• **REQUIREMENT**: Type the records out again in full, exactly.

• **SUPPLIED RECORDS**:
★ ★ ★ ★
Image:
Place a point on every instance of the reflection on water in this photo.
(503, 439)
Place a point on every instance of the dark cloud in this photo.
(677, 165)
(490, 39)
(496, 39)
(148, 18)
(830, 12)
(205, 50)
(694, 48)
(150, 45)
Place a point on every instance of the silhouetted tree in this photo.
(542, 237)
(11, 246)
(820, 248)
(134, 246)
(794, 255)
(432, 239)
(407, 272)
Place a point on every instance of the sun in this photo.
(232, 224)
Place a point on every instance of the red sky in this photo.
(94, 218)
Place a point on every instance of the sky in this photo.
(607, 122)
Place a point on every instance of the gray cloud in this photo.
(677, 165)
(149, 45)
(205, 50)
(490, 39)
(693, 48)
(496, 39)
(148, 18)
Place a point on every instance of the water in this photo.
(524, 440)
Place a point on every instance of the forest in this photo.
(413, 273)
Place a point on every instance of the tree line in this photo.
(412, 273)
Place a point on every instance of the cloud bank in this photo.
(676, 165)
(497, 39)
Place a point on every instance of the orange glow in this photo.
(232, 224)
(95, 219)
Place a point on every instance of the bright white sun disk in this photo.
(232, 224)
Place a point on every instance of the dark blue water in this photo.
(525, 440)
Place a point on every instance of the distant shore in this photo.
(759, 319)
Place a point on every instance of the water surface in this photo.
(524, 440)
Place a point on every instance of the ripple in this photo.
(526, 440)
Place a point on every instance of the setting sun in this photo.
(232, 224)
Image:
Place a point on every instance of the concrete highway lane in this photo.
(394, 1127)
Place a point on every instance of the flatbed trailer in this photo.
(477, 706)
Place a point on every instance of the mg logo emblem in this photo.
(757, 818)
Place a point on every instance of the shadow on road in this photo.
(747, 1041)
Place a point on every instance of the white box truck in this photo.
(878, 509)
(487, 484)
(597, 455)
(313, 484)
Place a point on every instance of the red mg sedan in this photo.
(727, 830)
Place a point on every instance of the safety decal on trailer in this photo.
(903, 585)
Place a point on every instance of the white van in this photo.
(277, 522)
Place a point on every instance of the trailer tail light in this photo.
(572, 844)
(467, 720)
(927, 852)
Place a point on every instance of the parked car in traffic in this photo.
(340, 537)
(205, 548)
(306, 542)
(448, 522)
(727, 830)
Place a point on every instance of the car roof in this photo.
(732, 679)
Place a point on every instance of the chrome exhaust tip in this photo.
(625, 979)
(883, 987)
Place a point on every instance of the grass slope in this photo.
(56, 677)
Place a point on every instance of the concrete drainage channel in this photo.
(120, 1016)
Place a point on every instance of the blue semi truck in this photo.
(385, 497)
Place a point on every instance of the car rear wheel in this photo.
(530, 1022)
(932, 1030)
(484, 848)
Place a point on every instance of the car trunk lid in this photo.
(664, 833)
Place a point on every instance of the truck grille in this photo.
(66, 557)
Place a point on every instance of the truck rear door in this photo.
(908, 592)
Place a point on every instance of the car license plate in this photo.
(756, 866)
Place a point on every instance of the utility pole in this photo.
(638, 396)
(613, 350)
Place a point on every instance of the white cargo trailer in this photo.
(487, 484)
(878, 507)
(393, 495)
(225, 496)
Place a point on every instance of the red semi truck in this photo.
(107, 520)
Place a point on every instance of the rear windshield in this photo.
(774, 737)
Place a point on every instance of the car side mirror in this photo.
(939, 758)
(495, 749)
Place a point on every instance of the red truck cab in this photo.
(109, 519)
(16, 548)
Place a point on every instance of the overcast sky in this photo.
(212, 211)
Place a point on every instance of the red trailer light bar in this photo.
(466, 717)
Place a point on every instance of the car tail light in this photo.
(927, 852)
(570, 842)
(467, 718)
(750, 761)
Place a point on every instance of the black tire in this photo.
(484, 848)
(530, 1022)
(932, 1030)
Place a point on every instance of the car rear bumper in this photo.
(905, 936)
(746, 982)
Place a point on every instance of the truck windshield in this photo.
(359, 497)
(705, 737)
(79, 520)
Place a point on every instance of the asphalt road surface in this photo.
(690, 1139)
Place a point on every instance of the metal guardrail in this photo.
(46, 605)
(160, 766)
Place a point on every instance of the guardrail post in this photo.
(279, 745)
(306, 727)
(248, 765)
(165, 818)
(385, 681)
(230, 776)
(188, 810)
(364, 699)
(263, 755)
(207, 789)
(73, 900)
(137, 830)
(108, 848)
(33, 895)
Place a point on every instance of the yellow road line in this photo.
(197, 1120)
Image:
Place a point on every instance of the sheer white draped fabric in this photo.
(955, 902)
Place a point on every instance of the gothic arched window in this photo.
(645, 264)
★ ★ ★ ★
• **ANSWER SPACE**:
Image:
Place a point on every instance of the reflection on water in this photo.
(503, 439)
Place a point on every instance of the dark cloud in this photo.
(677, 165)
(490, 39)
(496, 39)
(148, 18)
(830, 12)
(205, 50)
(694, 48)
(150, 45)
Place a point on every instance of the silhouetted tree in this photo.
(542, 237)
(11, 246)
(820, 248)
(134, 246)
(794, 255)
(432, 239)
(407, 272)
Place a point on every instance of the sun in this photo.
(232, 224)
Place a point on every instance of the red sky in this photo.
(94, 218)
Place a point on every instance of the sky in this photo.
(607, 122)
Place a point on every instance of the gray cloud in this photo.
(677, 165)
(149, 45)
(205, 50)
(490, 39)
(693, 48)
(496, 39)
(148, 18)
Place a point on every instance of the water in this photo.
(524, 440)
Place a point on every instance of the forest in this photo.
(413, 273)
Place a point on every instance of the tree line in this photo.
(412, 273)
Place a point on every instance of the cloud bank in this photo.
(676, 165)
(497, 39)
Place a point on every instance of the orange glow in this photo.
(232, 224)
(95, 219)
Place a point on every instance of the bright white sun disk in this photo.
(232, 224)
Place a point on every instance of the dark blue water in this photo.
(525, 440)
Place a point on every instance of the distant shore in this photo.
(759, 319)
Place a point on every instance of the water surface in this photo.
(524, 440)
Place a point on every instance of the ripple in this photo.
(526, 440)
Place a point on every instance of the setting sun in this photo.
(232, 224)
Image:
Place a point on every instance of the concrete highway lane in this photo.
(394, 1127)
Place a point on every instance of the flatbed trailer in this photo.
(477, 706)
Place a point on every instance of the mg logo emblem in this photo.
(757, 818)
Place a point on every instance of the shadow on road in this photo.
(747, 1041)
Place a point on every instance of the white box truck in this photo.
(878, 509)
(487, 484)
(597, 455)
(313, 484)
Place a point on every instance of the red mg sedan in this photo.
(727, 830)
Place a point on every instance of the safety decal on trailer in this photo.
(903, 585)
Place a point on every instance of the white van in this photo.
(277, 522)
Place a point on every instance of the trailer tail light in this photo.
(572, 844)
(467, 720)
(927, 852)
Place a point on every instance of the parked car in traffic in this photo.
(340, 537)
(205, 548)
(306, 542)
(448, 522)
(727, 830)
Place a point on every instance of the car roof in this photo.
(732, 679)
Place a point on every instance of the chrome exhaust tip in this photo.
(625, 979)
(883, 987)
Place a point on every instance of the grass slope in this photo.
(56, 677)
Place a point on every instance of the concrete drainage channel in this photo.
(120, 1016)
Place a point on every instance of the blue semi truck in this photo.
(385, 497)
Place a point on every instance of the car rear wheel in this photo.
(530, 1022)
(932, 1030)
(484, 848)
Place a point on every instance of the car trunk lid in this photo.
(664, 833)
Place a point on every instance of the truck grille in this photo.
(66, 557)
Place a point on every instance of the truck rear door in this photo.
(908, 592)
Place a point on every instance of the car license plate in this photo.
(756, 866)
Place a point on every instance of the utility pole in this photo.
(638, 396)
(613, 350)
Place a point on every instance of the white cargo trailer in this photo.
(487, 484)
(878, 507)
(393, 495)
(225, 496)
Place a point on every instance of the red semi truck in this photo.
(107, 520)
Place a point on every instance of the rear windshield in this photo.
(774, 737)
Place a point on every instance of the car side mirror in this photo.
(939, 758)
(495, 749)
Place a point on every instance of the red truck cab in this photo.
(109, 519)
(16, 548)
Place a point on every instance of the overcast sky in this photo.
(212, 211)
Place a point on every instance of the red trailer light bar in this photo.
(466, 717)
Place a point on every instance of the car tail light in this photo.
(927, 852)
(570, 842)
(467, 718)
(750, 761)
Place a point on every instance of the black tire in this photo.
(484, 848)
(530, 1022)
(932, 1030)
Place a point on every instance of the car rear bumper in this photo.
(905, 936)
(746, 982)
Place a point on every instance of the truck windshield in this photo.
(359, 497)
(705, 737)
(79, 520)
Place a point on every instance of the asphalt road surface in this photo.
(690, 1139)
Place a point on every instance of the metal guardrail in this photo.
(46, 605)
(160, 766)
Place a point on every instance of the guardrail post in this photo.
(279, 745)
(306, 727)
(248, 765)
(165, 818)
(385, 681)
(230, 776)
(188, 810)
(364, 699)
(263, 755)
(207, 789)
(73, 900)
(137, 830)
(108, 848)
(33, 895)
Place a point on every instance of the yellow road line in this photo.
(197, 1120)
Image:
Place a point on every instance of the sheer white draped fabric in this photo.
(955, 902)
Place a point on every instance of the gothic arched window in this photo.
(645, 264)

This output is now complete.